1979 Decathlon CS rehab

Agree. My Dec is butyrate, applied in the last century. Beautiful! My repairs are almost invisible. (Went to small N-numbers, and had to do some cutting to install a balun for the nav antenna).
 
I was planning on doing all of my metal and fiberglass parts with Nason automotive polyurethane enamel, less than half the price of Mark II. The local supplier uses a computer color match system. The poly will be glossier than my dope but I'm ok with that. On the fabric I'm a fan of dope. In addition to easy repairs, it is just much easier to spray. Which makes me look like I know what I am doing. I will keep you posted on how the polyurethane comes out.
 
I was planning on doing all of my metal and fiberglass parts with Nason automotive polyurethane enamel, less than half the price of Mark II. The local supplier uses a computer color match system. The poly will be glossier than my dope but I'm ok with that. On the fabric I'm a fan of dope. In addition to easy repairs, it is just much easier to spray. Which makes me look like I know what I am doing. I will keep you posted on how the polyurethane comes out.
......
**WORK TO DO:**
1. In the Decathlon rehab post, how would you render "The local supplier uses a computer color match system." in Spanish?
2. Can you reproduce, word for word, the part of the Decathlon rehab post between "1979 Decathlon CS" and "the nav antenna).", inclusive?
The data that follows has no connection to the Decathlon rehab post.
......
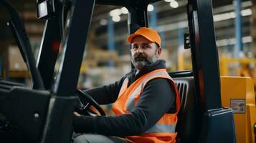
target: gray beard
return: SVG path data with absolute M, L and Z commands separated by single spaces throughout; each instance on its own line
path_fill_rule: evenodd
M 141 69 L 145 65 L 149 64 L 151 62 L 150 62 L 149 61 L 147 60 L 147 61 L 132 61 L 132 63 L 135 68 L 136 68 L 137 69 Z

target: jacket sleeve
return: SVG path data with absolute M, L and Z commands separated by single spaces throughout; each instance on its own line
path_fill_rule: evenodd
M 76 117 L 75 132 L 120 137 L 141 134 L 172 107 L 175 101 L 174 93 L 166 79 L 152 79 L 146 85 L 133 112 L 115 117 Z
M 83 92 L 90 95 L 99 104 L 113 103 L 118 99 L 119 90 L 122 87 L 125 78 L 123 77 L 114 84 L 84 90 Z M 83 104 L 87 104 L 87 102 L 84 97 L 81 96 L 79 97 Z

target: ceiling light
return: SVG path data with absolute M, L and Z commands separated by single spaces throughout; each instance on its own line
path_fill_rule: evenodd
M 120 10 L 121 10 L 122 14 L 126 14 L 129 12 L 125 7 L 122 7 Z
M 164 1 L 166 1 L 166 2 L 171 2 L 171 1 L 174 1 L 175 0 L 164 0 Z
M 177 1 L 173 1 L 170 3 L 170 6 L 172 8 L 177 8 L 177 7 L 179 7 L 179 4 Z
M 241 11 L 241 15 L 242 16 L 250 16 L 250 15 L 252 15 L 252 9 L 247 9 Z
M 121 10 L 120 10 L 120 9 L 116 9 L 110 11 L 110 12 L 109 12 L 109 14 L 113 17 L 115 16 L 120 16 L 121 13 Z
M 153 6 L 152 4 L 148 4 L 148 11 L 153 11 Z
M 114 22 L 118 22 L 120 21 L 120 20 L 121 19 L 121 18 L 120 17 L 120 16 L 115 16 L 112 17 L 112 20 Z

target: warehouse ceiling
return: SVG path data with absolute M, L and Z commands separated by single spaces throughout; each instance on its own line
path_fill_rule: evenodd
M 165 39 L 166 39 L 166 44 L 171 45 L 171 47 L 178 46 L 177 37 L 178 29 L 180 26 L 184 27 L 186 32 L 186 0 L 176 0 L 179 6 L 176 9 L 171 8 L 169 3 L 161 1 L 157 2 L 153 6 L 155 11 L 157 11 L 157 29 L 158 31 L 164 34 Z M 29 36 L 33 40 L 41 40 L 42 35 L 44 21 L 37 19 L 36 14 L 36 0 L 9 0 L 14 6 L 18 9 L 22 15 L 22 19 L 25 22 L 26 29 Z M 234 4 L 232 0 L 213 0 L 214 14 L 223 14 L 234 11 Z M 250 1 L 242 1 L 242 9 L 248 9 L 251 5 Z M 108 32 L 107 25 L 100 24 L 103 19 L 108 21 L 109 18 L 109 11 L 121 8 L 116 6 L 102 6 L 96 4 L 93 17 L 91 24 L 91 34 L 92 37 L 89 39 L 91 42 L 101 48 L 107 48 Z M 14 42 L 13 37 L 10 30 L 6 26 L 6 21 L 9 17 L 4 10 L 0 9 L 0 41 Z M 151 21 L 151 13 L 148 12 L 148 18 Z M 82 14 L 81 14 L 82 18 Z M 114 23 L 115 28 L 115 45 L 118 47 L 127 46 L 125 41 L 127 34 L 127 14 L 121 15 L 120 21 Z M 183 23 L 182 23 L 183 22 Z M 244 36 L 249 36 L 250 34 L 250 16 L 245 16 L 242 19 L 243 33 Z M 234 35 L 234 19 L 219 21 L 215 22 L 217 39 L 222 39 L 225 37 L 233 38 Z M 177 28 L 178 26 L 178 28 Z M 0 45 L 1 46 L 1 45 Z M 122 49 L 122 48 L 120 48 Z

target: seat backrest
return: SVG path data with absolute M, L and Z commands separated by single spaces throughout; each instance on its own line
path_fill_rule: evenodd
M 178 114 L 176 132 L 180 142 L 198 142 L 201 117 L 193 77 L 174 78 L 178 87 L 181 109 Z

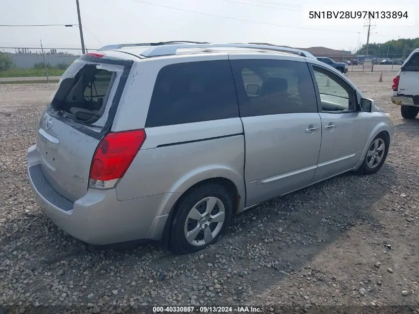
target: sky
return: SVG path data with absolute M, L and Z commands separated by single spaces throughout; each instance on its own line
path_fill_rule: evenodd
M 0 24 L 78 24 L 76 0 L 14 0 L 0 11 Z M 190 40 L 212 43 L 264 42 L 308 48 L 356 49 L 366 42 L 363 19 L 322 25 L 308 21 L 308 10 L 362 10 L 364 0 L 79 0 L 85 44 L 105 45 Z M 394 0 L 369 0 L 381 10 Z M 419 37 L 419 1 L 400 0 L 411 26 L 374 20 L 370 42 Z M 346 5 L 346 6 L 342 6 Z M 78 27 L 0 26 L 0 47 L 80 47 Z

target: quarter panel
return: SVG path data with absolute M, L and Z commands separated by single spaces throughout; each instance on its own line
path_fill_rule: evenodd
M 232 181 L 244 199 L 244 139 L 239 118 L 149 128 L 146 132 L 144 146 L 117 187 L 119 200 L 183 193 L 202 180 L 219 177 Z
M 246 139 L 246 205 L 310 184 L 320 146 L 317 113 L 242 118 Z M 306 132 L 307 128 L 317 131 Z

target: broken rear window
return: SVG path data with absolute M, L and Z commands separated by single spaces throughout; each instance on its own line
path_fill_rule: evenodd
M 117 67 L 74 62 L 61 77 L 51 102 L 52 108 L 68 119 L 95 123 L 106 112 L 118 77 Z

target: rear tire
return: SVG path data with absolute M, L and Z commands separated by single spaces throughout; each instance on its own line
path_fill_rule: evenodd
M 170 250 L 175 254 L 193 253 L 217 242 L 230 222 L 234 204 L 231 193 L 218 184 L 187 192 L 174 209 Z
M 419 107 L 402 105 L 402 117 L 405 119 L 414 119 L 419 113 Z
M 360 172 L 363 175 L 372 175 L 379 170 L 387 158 L 389 144 L 387 134 L 380 133 L 375 136 L 366 151 L 359 168 Z

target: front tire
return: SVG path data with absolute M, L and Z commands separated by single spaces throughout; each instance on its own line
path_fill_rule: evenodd
M 386 134 L 380 133 L 375 137 L 359 169 L 362 174 L 372 175 L 380 170 L 387 158 L 389 144 L 390 140 Z
M 400 111 L 402 112 L 402 117 L 405 119 L 414 119 L 419 113 L 419 107 L 402 105 Z
M 174 209 L 171 251 L 176 254 L 193 253 L 217 242 L 230 223 L 233 207 L 230 193 L 218 184 L 188 192 Z

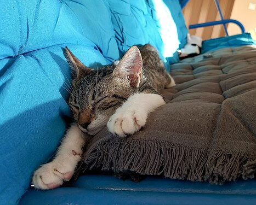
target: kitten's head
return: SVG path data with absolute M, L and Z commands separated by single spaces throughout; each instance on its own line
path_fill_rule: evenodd
M 96 70 L 84 66 L 66 47 L 65 56 L 74 74 L 69 99 L 73 119 L 83 132 L 94 135 L 139 86 L 140 51 L 133 46 L 119 62 Z

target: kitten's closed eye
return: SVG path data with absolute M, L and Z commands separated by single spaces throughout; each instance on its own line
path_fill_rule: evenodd
M 80 107 L 78 104 L 70 104 L 70 107 L 73 108 L 74 111 L 75 111 L 77 113 L 79 113 L 80 111 Z

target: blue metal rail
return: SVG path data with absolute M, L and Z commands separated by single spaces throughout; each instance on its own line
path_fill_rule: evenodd
M 203 23 L 203 24 L 194 24 L 194 25 L 189 26 L 189 29 L 197 28 L 206 27 L 206 26 L 212 26 L 222 24 L 224 28 L 226 36 L 229 36 L 226 27 L 226 24 L 228 23 L 234 23 L 239 26 L 239 27 L 240 28 L 241 30 L 242 33 L 245 33 L 244 27 L 243 27 L 243 25 L 241 23 L 240 23 L 238 21 L 237 21 L 234 19 L 223 19 L 223 15 L 222 15 L 221 10 L 220 10 L 220 7 L 219 4 L 219 2 L 218 0 L 214 0 L 214 1 L 215 1 L 215 3 L 216 4 L 216 7 L 217 8 L 217 9 L 218 9 L 218 11 L 220 16 L 221 20 L 211 21 L 211 22 L 208 22 Z

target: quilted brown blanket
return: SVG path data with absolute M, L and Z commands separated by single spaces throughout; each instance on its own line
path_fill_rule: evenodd
M 167 103 L 125 139 L 106 128 L 82 170 L 99 168 L 221 184 L 256 172 L 256 47 L 224 49 L 172 66 Z

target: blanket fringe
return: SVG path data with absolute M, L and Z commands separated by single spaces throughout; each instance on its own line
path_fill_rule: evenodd
M 222 184 L 256 173 L 252 155 L 225 150 L 209 151 L 156 140 L 116 139 L 99 143 L 87 153 L 82 171 L 101 168 L 115 173 L 135 172 L 172 179 Z

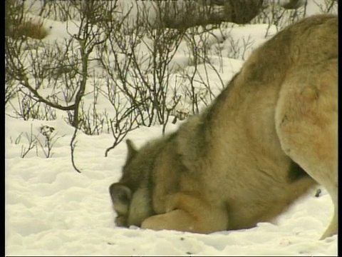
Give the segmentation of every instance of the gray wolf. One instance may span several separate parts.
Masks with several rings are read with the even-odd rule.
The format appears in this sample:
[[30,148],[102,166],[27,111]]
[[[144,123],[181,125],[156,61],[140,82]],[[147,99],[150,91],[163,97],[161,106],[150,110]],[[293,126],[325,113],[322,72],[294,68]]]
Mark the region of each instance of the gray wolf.
[[251,54],[212,104],[128,154],[109,187],[118,226],[208,233],[271,221],[316,183],[338,228],[338,19],[322,14]]

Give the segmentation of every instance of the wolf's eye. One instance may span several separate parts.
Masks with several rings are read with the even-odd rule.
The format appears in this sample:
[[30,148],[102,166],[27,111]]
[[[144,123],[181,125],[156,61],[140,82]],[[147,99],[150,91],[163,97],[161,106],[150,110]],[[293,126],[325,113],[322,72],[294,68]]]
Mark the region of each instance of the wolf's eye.
[[127,218],[124,216],[118,216],[115,222],[118,226],[127,226]]

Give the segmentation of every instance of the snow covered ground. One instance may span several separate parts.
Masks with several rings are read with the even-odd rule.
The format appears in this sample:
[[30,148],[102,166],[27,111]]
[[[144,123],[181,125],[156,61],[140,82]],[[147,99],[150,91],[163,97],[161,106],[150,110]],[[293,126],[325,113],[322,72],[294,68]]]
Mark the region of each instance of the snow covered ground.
......
**RESULTS IN ORDER:**
1. El proveedor local utiliza un sistema computarizado de igualación de colores.

2.
1979 Decathlon CS rehab

Agree. My Dec is butyrate, applied in the last century. Beautiful! My repairs are almost invisible. (Went to small N-numbers, and had to do some cutting to install a balun for the nav antenna).